§ **YOUR INSTRUCTIONS**:
List every line in the data below that contains the string "pole", copying each line in full. Case matters.

§ **ENTRIES PROVIDED**:

[START]

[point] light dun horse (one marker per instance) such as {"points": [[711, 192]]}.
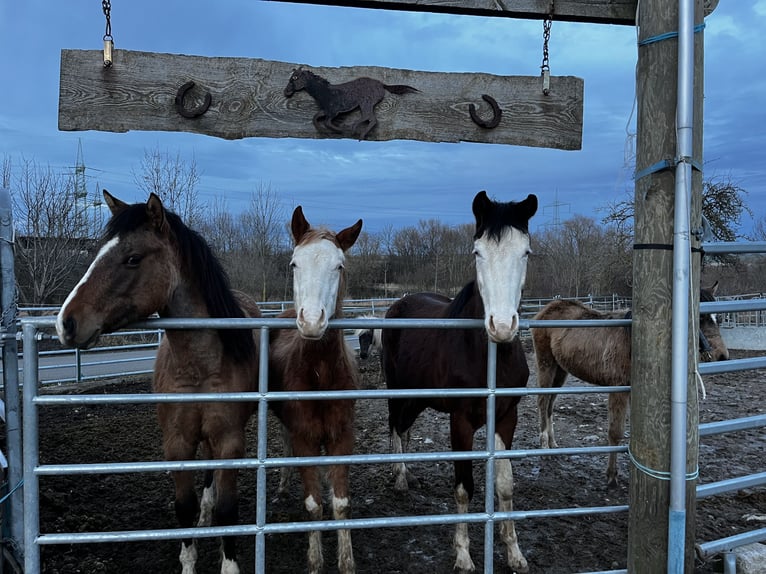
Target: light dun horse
{"points": [[369, 339], [442, 358], [315, 358], [600, 356], [152, 263]]}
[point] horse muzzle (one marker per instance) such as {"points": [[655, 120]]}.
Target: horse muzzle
{"points": [[70, 336], [311, 326], [502, 331]]}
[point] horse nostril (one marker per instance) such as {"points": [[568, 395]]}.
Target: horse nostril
{"points": [[70, 325]]}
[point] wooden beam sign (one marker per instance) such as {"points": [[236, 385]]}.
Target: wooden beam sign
{"points": [[235, 98]]}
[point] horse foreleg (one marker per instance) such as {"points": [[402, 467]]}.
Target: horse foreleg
{"points": [[548, 376], [312, 500], [286, 471], [461, 438], [207, 502], [186, 510], [618, 411], [504, 490], [403, 478], [341, 510]]}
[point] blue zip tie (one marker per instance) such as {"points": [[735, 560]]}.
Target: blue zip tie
{"points": [[667, 36], [659, 474], [14, 489], [665, 164]]}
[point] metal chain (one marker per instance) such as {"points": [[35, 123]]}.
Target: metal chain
{"points": [[546, 38], [545, 69], [108, 40], [107, 7]]}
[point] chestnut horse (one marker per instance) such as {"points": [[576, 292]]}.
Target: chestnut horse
{"points": [[601, 356], [315, 358], [151, 262], [444, 358]]}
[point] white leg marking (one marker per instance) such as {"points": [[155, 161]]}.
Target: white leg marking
{"points": [[504, 489], [188, 558], [85, 278], [340, 507], [229, 567], [206, 505], [315, 558], [463, 561], [399, 469]]}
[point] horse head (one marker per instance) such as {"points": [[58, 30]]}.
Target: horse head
{"points": [[297, 82], [128, 280], [711, 344], [501, 248], [318, 265]]}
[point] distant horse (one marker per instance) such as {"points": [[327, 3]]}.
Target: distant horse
{"points": [[315, 358], [450, 358], [151, 262], [369, 339], [600, 356], [336, 99]]}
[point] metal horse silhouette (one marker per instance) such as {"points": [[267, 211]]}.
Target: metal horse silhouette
{"points": [[337, 99]]}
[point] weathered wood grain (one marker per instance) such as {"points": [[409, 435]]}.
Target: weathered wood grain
{"points": [[593, 11], [138, 92]]}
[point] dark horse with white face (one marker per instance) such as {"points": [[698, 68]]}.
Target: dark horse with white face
{"points": [[315, 358], [151, 262], [451, 358], [600, 356]]}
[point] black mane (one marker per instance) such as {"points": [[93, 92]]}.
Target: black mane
{"points": [[459, 302], [201, 265], [500, 217]]}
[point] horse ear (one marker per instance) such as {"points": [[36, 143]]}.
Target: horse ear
{"points": [[115, 205], [480, 204], [299, 226], [529, 206], [156, 212], [348, 236]]}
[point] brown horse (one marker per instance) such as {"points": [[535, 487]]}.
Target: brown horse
{"points": [[151, 262], [337, 99], [444, 358], [315, 358], [600, 356]]}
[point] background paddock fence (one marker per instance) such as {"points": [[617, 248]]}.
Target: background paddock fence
{"points": [[33, 470]]}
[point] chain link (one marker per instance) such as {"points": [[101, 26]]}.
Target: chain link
{"points": [[546, 38], [107, 7]]}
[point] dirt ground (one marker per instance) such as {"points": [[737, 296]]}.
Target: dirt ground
{"points": [[558, 545]]}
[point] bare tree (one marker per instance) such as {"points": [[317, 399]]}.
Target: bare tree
{"points": [[54, 234], [264, 243], [175, 181], [722, 205]]}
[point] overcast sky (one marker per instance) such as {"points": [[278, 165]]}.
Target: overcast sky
{"points": [[398, 182]]}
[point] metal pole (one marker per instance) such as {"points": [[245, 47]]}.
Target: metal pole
{"points": [[681, 288], [31, 452], [15, 517]]}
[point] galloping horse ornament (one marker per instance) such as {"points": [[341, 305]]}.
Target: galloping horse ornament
{"points": [[451, 358], [315, 358], [600, 356], [151, 262], [337, 99]]}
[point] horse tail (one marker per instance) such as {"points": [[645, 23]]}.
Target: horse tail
{"points": [[400, 89]]}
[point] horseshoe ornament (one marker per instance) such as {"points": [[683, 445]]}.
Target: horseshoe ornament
{"points": [[497, 113], [195, 112]]}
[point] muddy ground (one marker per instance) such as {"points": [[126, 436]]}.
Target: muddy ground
{"points": [[559, 545]]}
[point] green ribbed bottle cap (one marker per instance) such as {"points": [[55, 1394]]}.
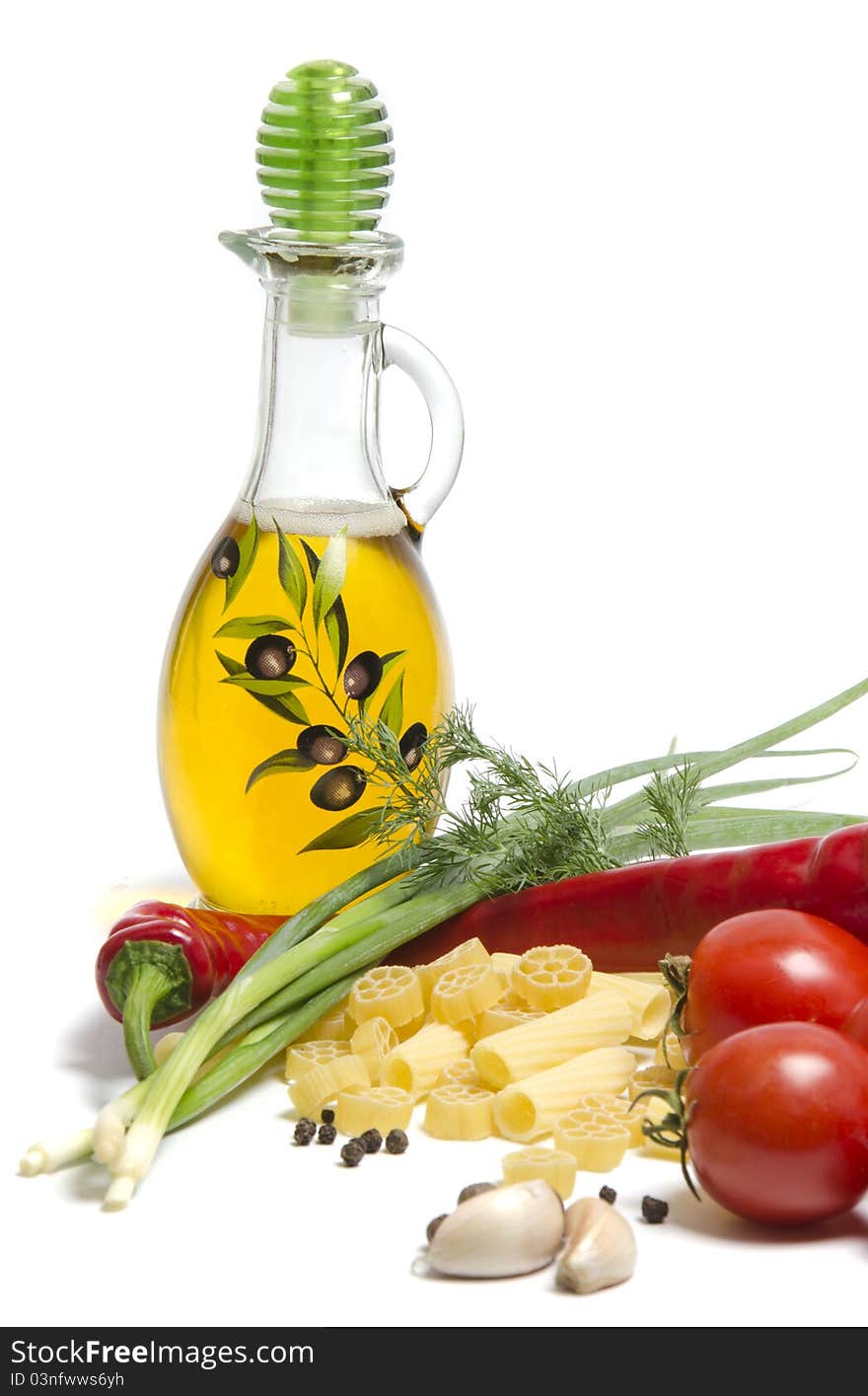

[END]

§ **TASK RESULT**:
[point] metal pole (one marker per instance) such as {"points": [[245, 47]]}.
Target: metal pole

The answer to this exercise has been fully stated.